Saturday, 6 November 2010
Actor Simon Callow has joined a group of celebrities trying to stop one of London's best-preserved Georgian workhouses from being demolished. The hospital trust that owns the old Strand Union Workhouse in Cleveland Street, Fitzrovia, has submitted proposals to replace the 18th-century building with a mixture of 142 homes, shops and offices.
But the plans to create a 10-storey building have angered residents as well as heritage enthusiasts worried about the loss of the historic workhouse, and campaigners are calling on the Government to give the building listed status.
Callow told the Standard: “I strongly believe that buildings and antiquities such as this should not be demolished. It is a real piece of living history that relates perfectly to Charles Dicken, his vision for the city and his lifelong anxiety about being put in the workhouse. To have a site like that is a wonderful thing.
“It is very easy to forget that workhouses were on the whole benevolent places, but they were open to the abuse that Dickens writes about. Our view is that it is a prime site, and it should not be turned into a museum, but there should be some acknowledgement of what it meant and the public should be able to see how it stood in relation to the city at the time.”
A group of 24 campaigners including Callow, comedian Griff Rhys Jones, historian Dan Cruickshank and local gallery owner Rebecca Hossack said in an open letter: “Nearly every other Georgian building of any note in this country is already listed. We urge the Government to protect this building from destruction because of its harmonious architectural proportions and compelling social history.

◆ ◆ ◆ ◆

## [Problems and tasks]
A: Reproduce the text of the workhouse article between "Callow told the" and "a wonderful thing.", inclusive.
B: Write the next part of the article about the Strand Union Workhouse campaign, picking up after its last sentence.
The lines that come after the workhouse article are not needed for any of this.

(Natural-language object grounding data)
◆ ◆ ◆ ◆

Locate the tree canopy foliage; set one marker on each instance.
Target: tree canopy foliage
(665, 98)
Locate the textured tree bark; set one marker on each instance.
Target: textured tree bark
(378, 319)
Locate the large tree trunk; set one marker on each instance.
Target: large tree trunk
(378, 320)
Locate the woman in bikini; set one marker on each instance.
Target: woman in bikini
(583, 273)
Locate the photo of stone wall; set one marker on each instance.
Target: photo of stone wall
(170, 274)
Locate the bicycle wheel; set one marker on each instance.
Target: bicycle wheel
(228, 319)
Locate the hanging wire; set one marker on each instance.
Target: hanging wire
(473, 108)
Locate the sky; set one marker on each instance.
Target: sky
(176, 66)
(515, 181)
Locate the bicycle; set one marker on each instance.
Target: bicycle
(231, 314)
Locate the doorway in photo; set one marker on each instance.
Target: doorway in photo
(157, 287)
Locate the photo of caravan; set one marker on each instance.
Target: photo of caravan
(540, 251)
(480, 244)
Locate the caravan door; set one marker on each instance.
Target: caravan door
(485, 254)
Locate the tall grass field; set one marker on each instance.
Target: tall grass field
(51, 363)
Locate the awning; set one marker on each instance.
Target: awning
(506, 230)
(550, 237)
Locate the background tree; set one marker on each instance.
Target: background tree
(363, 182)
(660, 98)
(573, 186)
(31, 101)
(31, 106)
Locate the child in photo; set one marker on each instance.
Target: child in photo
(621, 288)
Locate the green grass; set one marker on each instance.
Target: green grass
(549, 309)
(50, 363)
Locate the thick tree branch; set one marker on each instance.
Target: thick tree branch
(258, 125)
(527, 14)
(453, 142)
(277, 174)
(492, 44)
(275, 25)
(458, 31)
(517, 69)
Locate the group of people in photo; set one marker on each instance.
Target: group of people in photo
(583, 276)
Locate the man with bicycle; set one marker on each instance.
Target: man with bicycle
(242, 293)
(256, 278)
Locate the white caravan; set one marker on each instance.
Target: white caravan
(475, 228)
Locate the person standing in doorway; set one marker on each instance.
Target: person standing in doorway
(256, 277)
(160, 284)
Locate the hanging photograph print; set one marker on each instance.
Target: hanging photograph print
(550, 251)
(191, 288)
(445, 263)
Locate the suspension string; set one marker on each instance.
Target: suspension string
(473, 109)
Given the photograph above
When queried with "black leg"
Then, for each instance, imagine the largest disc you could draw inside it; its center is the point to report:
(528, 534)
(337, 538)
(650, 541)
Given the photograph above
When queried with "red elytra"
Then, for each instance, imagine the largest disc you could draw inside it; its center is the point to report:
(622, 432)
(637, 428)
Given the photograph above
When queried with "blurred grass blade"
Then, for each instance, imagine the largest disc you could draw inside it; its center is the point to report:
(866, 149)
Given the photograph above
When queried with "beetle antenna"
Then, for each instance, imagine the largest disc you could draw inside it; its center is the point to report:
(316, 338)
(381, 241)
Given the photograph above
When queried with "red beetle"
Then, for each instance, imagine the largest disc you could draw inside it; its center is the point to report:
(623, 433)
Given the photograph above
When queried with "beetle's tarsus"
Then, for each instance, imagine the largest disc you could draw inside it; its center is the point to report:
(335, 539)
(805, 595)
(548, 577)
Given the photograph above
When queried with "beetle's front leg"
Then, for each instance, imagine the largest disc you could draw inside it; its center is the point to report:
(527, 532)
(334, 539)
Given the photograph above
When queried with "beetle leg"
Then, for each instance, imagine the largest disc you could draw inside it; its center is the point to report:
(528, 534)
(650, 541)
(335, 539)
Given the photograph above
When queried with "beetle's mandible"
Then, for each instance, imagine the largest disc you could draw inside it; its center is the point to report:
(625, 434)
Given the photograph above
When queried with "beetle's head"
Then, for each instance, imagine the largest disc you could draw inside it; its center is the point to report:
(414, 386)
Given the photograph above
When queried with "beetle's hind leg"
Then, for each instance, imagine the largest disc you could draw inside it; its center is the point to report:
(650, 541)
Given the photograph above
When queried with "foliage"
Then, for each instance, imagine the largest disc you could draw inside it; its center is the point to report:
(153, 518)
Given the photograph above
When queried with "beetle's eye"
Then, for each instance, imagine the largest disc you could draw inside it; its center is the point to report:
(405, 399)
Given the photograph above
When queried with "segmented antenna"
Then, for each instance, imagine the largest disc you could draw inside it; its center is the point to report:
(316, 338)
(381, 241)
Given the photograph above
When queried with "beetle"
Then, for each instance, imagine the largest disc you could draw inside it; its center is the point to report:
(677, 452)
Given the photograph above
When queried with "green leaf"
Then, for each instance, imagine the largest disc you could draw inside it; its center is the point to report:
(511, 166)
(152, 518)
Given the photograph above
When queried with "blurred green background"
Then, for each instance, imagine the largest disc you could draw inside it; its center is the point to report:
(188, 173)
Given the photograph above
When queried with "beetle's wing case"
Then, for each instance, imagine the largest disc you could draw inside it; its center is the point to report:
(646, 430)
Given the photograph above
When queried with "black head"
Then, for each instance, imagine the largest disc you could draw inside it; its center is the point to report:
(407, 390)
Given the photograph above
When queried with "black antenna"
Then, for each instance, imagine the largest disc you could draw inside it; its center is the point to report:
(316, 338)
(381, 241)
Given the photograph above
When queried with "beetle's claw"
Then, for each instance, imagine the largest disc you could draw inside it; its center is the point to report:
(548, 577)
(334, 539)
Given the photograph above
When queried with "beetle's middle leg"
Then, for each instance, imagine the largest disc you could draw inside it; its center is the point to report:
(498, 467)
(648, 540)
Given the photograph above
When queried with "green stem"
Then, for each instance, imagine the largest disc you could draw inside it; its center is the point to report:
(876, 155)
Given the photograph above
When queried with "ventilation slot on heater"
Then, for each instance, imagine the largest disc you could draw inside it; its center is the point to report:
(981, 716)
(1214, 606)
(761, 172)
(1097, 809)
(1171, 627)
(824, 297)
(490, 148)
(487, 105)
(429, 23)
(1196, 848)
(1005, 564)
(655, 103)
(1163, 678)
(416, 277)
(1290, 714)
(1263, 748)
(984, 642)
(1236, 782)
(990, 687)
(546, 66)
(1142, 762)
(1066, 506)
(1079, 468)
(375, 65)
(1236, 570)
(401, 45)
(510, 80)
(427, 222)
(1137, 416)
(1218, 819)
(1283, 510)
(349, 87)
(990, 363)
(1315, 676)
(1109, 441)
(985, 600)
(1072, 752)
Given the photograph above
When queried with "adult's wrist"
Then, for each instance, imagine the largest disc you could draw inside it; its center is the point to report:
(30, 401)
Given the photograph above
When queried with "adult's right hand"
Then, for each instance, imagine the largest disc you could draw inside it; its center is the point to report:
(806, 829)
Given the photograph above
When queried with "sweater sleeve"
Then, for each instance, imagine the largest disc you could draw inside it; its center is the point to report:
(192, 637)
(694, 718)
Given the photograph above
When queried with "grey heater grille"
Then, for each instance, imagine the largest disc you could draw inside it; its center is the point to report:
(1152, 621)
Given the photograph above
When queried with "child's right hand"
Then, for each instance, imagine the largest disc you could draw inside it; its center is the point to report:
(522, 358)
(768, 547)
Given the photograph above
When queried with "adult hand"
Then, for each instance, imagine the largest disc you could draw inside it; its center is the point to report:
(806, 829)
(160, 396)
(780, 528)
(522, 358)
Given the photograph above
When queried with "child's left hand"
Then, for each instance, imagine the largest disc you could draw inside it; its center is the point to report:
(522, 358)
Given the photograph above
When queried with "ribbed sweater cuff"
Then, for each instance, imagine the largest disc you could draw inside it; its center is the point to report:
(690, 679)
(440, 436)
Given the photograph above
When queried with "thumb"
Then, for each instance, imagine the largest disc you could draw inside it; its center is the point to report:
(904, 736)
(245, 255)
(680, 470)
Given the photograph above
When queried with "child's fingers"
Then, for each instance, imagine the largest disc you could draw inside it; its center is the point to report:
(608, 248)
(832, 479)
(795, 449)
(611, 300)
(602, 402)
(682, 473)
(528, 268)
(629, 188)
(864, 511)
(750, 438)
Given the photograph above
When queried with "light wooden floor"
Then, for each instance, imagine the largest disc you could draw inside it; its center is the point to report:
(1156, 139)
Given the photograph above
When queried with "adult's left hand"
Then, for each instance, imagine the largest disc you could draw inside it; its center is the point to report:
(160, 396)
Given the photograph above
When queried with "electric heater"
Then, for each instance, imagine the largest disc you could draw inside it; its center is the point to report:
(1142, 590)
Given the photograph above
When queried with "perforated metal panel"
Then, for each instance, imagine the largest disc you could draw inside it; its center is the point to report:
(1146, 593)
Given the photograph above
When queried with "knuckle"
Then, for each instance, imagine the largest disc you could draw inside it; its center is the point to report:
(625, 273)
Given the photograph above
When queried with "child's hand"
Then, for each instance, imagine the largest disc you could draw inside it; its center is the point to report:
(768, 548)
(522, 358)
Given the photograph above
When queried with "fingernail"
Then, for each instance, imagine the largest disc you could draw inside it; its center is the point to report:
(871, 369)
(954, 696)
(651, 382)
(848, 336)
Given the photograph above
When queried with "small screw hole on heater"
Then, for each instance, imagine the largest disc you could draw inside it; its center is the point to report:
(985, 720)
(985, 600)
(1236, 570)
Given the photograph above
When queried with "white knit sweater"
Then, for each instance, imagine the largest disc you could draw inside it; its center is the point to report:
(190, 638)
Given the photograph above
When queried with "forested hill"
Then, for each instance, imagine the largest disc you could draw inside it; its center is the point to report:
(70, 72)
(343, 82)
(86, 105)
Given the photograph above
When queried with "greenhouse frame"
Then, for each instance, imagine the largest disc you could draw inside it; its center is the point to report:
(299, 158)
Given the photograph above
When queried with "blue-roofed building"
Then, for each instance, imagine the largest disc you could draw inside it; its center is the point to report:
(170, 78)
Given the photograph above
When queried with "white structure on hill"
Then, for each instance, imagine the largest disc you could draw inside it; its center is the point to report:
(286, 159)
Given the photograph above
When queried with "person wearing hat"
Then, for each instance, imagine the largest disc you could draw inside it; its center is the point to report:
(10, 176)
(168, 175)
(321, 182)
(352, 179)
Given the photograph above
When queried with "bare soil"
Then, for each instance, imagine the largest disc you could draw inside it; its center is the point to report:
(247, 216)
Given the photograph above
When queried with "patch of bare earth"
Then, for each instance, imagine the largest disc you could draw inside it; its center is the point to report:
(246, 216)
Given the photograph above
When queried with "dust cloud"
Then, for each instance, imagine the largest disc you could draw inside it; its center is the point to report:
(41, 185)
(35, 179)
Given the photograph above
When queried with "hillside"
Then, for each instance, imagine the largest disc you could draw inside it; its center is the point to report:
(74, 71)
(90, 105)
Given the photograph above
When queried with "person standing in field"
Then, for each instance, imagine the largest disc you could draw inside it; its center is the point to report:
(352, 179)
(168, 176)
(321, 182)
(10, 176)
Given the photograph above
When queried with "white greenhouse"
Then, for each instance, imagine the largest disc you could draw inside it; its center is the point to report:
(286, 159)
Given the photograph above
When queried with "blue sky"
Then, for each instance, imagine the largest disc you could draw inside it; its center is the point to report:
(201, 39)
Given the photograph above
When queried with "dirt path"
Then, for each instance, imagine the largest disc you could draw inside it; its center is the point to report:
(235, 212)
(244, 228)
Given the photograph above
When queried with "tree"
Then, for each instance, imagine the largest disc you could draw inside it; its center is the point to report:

◆ ◆ ◆ ◆

## [Per-task answers]
A:
Callow told the Standard: “I strongly believe that buildings and antiquities such as this should not be demolished. It is a real piece of living history that relates perfectly to Charles Dicken, his vision for the city and his lifelong anxiety about being put in the workhouse. To have a site like that is a wonderful thing.

B:
The current building is only four storeys high, and was used as a hospital annexe by its owner, University College Hospitals NHS Trust, until 2005. The workhouse, built on fields in the 1770s as the poorhouse for the parish of St Paul Covent Garden, lies within the Charlotte Street conservation area. Camden Council is yet to make a decision on the planning application.
A spokesman for the trust said: “The former annexe was entirely unsuitable for healthcare use, one of the reasons why we built the new world-class University College Hospital. Planning approval for the new hospital required us to provide a much-needed social housing development in Fitzrovia and after many years of negotiation it was agreed that it should be located on this site. We have consulted the local community and were pleased that the vast majority of people supported our plans.”